*** MATERIAL SHOWN Section Begins ***

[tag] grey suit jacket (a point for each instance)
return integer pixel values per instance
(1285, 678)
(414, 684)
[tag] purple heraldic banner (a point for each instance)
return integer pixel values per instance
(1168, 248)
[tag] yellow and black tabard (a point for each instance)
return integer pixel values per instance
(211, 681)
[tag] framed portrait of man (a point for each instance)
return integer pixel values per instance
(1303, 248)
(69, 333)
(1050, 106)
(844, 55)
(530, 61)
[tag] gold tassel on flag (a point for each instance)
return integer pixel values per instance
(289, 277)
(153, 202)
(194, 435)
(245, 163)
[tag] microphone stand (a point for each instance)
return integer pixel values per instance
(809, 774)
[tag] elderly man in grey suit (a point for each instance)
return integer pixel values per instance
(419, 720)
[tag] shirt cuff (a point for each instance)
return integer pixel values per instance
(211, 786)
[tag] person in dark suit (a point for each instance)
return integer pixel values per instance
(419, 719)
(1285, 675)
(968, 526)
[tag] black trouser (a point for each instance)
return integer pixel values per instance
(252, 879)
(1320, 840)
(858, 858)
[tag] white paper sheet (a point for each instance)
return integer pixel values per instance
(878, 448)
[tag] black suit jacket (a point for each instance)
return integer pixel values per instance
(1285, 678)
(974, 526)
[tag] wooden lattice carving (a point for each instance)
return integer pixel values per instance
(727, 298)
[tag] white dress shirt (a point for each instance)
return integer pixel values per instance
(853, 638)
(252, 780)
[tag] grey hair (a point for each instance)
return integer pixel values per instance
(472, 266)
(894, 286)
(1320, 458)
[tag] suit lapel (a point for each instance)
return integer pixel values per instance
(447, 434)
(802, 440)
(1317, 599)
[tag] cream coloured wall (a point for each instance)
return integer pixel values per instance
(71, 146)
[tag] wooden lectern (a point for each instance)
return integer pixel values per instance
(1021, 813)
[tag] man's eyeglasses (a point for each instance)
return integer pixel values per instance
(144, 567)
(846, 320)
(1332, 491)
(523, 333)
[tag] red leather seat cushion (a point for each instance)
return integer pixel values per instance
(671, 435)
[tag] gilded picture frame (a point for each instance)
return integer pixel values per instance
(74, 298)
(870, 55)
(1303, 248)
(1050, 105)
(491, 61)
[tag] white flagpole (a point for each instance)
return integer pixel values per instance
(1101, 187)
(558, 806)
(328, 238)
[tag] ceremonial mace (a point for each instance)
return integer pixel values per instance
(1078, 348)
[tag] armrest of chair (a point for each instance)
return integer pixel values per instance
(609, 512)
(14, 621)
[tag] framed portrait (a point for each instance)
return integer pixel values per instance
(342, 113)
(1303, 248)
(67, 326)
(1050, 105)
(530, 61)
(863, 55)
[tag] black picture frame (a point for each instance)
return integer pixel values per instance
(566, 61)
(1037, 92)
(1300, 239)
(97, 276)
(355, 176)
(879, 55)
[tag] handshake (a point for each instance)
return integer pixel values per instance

*** MATERIAL SHOWN Section Ends ***

▶ YOUR ASSIGNMENT
Please repeat the lines above exactly, beginning with the line that contains "[tag] framed portrait (a" and ending with the final one.

▶ EXPECTED ANSWER
[tag] framed portrait (a point for each instance)
return integer pixel values per instance
(342, 113)
(1303, 248)
(67, 326)
(1050, 105)
(530, 61)
(863, 55)
[tag] black picture frame (a point for each instance)
return integer pixel values per instance
(566, 61)
(1037, 92)
(1300, 239)
(97, 276)
(355, 176)
(879, 55)
[tag] handshake (a point for each instance)
return integer pixel values per instance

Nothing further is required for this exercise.